TEXT FOR ANALYSIS:
• • •
Having a "battle buddy" has helped U.S. soldiers maintain resilience for years, and now the practice has been recruited to help healthcare providers in the age of COVID-19.
Spurred by Col. Brian McGlinch, an Army Reserve hospital commander and assistant professor in the U of M Department of Anesthesiology, a team of faculty has developed and deployed the Minnesota Resilience Action Plan (MinnRAP) to protect the emotional well-being of M Health Fairview healthcare workers.
McGlinch recognized that certain skills learned in military training could serve as a strategy for maintaining optimal mental resilience throughout other difficult battles. MinnRAP emulates the U.S. Army’s peer-to-peer support system and encourages healthcare workers to support each other in pairs to help anticipate and plan for stressors they will face.
“This situation is new for everyone—a pandemic is one of the few instances in civilian life [in which] healthcare workers are faced with the possibility of risk to self and risk to family while caring for patients,” says Barbara Gold, a professor in the Department of Anesthesiology.
In MinnRAP, healthcare workers are assigned a partner based on the kind of work they do, how long they have been in practice, where they work, and their lifestyle. This helps create common ground between the pair so that, together, they can tackle issues that arise in similar working environments and job duties. Several times a week (and sometimes daily), providers check in with each other to share their reactions to stressors and anxieties, and to listen to and validate their experiences.
MinnRAP began in March, in two U of M Medical Center units: one for medical intensive care and one for surgical intensive care.
“Unlike a lot of other approaches, this model puts the support directly into the hands of the practitioner in a team-based and unit-focused manner,” McGlinch says. “We are rolling this out in other locations and departments as quickly as possible.”
• • •
[Data entries]

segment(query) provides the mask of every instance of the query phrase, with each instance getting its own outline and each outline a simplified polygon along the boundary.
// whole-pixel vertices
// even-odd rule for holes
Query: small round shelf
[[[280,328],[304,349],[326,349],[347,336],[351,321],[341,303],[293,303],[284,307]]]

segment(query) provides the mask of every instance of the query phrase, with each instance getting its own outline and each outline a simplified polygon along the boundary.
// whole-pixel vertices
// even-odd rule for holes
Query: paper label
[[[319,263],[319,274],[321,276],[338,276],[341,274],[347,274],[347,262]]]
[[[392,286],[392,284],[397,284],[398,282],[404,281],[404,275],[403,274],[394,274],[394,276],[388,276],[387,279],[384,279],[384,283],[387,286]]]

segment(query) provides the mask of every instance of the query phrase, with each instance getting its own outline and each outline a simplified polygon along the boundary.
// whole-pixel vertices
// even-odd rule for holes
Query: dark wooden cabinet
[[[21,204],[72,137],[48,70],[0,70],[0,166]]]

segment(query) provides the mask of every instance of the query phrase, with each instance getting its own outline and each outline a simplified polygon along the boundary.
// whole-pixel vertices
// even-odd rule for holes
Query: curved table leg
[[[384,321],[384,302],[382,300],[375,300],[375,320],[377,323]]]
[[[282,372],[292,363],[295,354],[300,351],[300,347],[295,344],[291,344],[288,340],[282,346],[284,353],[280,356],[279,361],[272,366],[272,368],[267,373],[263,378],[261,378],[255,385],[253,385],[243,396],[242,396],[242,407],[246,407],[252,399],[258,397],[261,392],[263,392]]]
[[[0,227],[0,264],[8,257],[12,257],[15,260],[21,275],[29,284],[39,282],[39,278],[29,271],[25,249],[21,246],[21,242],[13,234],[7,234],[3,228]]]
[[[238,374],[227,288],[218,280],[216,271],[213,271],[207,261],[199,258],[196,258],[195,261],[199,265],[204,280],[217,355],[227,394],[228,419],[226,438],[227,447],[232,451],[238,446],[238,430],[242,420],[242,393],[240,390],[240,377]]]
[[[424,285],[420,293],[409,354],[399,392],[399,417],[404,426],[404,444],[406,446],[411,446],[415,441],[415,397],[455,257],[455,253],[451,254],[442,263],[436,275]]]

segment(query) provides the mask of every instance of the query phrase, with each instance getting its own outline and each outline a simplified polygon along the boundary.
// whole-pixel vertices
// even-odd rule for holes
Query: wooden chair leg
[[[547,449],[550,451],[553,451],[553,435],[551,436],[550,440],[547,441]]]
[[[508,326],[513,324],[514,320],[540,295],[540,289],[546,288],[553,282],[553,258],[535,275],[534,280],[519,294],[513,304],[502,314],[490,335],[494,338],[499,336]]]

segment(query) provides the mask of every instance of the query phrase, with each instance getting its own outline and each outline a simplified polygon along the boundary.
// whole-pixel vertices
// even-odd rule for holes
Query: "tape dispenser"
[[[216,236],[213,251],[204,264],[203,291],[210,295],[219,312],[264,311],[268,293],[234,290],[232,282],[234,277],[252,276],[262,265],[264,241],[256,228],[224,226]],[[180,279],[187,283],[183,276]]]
• • •
TASKS TO COMPLETE:
1 – Name every factor the MinnRAP article lists as a basis for assigning healthcare workers a partner.
2 – In the MinnRAP article, swap "military training" for "Army training" and write out the passage starting at "McGlinch recognized that" and ending at "Department of Anesthesiology.".

EXERCISE RESULTS:
1 –
- The kind of work they do
- How long they have been in practice
- Where they work
- Their lifestyle

2 –
McGlinch recognized that certain skills learned in Army training could serve as a strategy for maintaining optimal mental resilience throughout other difficult battles. MinnRAP emulates the U.S. Army’s peer-to-peer support system and encourages healthcare workers to support each other in pairs to help anticipate and plan for stressors they will face.
“This situation is new for everyone—a pandemic is one of the few instances in civilian life [in which] healthcare workers are faced with the possibility of risk to self and risk to family while caring for patients,” says Barbara Gold, a professor in the Department of Anesthesiology.